Source records
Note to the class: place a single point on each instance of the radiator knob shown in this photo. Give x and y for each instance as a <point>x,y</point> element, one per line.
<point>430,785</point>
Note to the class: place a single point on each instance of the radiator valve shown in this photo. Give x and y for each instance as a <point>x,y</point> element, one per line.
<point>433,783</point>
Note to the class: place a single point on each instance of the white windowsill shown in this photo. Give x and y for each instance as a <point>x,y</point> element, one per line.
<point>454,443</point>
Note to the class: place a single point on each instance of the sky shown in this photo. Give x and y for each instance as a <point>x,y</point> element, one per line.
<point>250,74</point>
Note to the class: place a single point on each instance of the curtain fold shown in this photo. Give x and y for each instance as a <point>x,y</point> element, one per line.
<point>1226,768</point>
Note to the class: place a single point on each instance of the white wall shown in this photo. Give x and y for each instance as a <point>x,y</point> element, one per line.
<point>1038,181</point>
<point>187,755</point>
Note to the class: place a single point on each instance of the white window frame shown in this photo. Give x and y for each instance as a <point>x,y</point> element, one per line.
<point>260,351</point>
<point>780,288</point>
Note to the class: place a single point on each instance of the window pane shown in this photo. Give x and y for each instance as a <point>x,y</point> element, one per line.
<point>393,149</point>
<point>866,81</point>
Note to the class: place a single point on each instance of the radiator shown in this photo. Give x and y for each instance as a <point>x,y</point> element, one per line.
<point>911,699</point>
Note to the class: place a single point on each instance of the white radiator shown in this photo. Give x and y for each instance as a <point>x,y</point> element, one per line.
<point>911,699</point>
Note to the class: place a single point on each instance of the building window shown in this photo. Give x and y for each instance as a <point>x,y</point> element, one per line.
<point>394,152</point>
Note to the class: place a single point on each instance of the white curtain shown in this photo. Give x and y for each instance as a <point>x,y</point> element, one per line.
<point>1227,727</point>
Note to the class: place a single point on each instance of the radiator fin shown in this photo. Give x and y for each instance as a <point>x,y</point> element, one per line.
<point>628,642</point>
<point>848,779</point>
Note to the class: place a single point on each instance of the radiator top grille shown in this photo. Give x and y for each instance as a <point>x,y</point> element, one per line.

§ What is asked: Please repeat all of the lines above exactly as they appear.

§ Finished task:
Note to the class: place a single point on each instance of the radiator knob shown in this photo. Give x and y for each instance as a <point>x,y</point> element, one per line.
<point>430,785</point>
Note to the class: place a single point on each instance of the radiator valve shown in this photo. Give x and y for each instance as a <point>x,y</point> element, one per line.
<point>433,783</point>
Note to the class: place a single point on each instance of the white windowsill shown in this photo. Give x and y for each instance as a <point>x,y</point> element, one per line.
<point>454,443</point>
Note to the class: place a single point on each instance of the sky shown in this photo. Give x and y for each instance as a <point>x,y</point> element, one per line.
<point>250,74</point>
Note to the class: place a single point on each instance of the curtain fold shown in this photo. Give x and y for each instance as a <point>x,y</point> element, one per line.
<point>1226,768</point>
Note to the class: place a single point on each instance of the white wall shown in this photo. Give x and y for each instance as a <point>x,y</point> element, one per line.
<point>1038,181</point>
<point>187,755</point>
Note to the class: place a single point on each instance of the white window frame shown in this photo. Give x and y for each instance as a <point>x,y</point> element, one per line.
<point>260,351</point>
<point>780,288</point>
Note to the class: place a single point on each instance of the window pane shown in this photo. Give x and y for each instance as a <point>x,y</point> element, one per line.
<point>393,149</point>
<point>866,81</point>
Note to the class: place a single point on each instance of the radiator shown in this photo. Give x and y for each instance as a <point>x,y</point> element, one per line.
<point>911,699</point>
Note to the class: place a single point on each instance of the white radiator shown in this photo. Give x and y for each instance as a <point>x,y</point> element, one per line.
<point>911,699</point>
Note to the class: place a single point on each instance of the building window shown in this photo. Give x and y for each instance as a <point>x,y</point> element, one per line.
<point>394,152</point>
Note to the class: place a single point on each instance of the white curtain shown in this photo. Give x and y for each instance as a <point>x,y</point> element, one per line.
<point>1227,727</point>
Note to the class: place a single point on each instance of the radiator fin shown in this photo. Give x and y for each instance as a <point>x,y</point> element, one per line.
<point>628,642</point>
<point>848,779</point>
Note to the class: place a single point on each instance of the radiator top grille shown in this photo. Give x and y for each instance as a <point>x,y</point> element, one per line.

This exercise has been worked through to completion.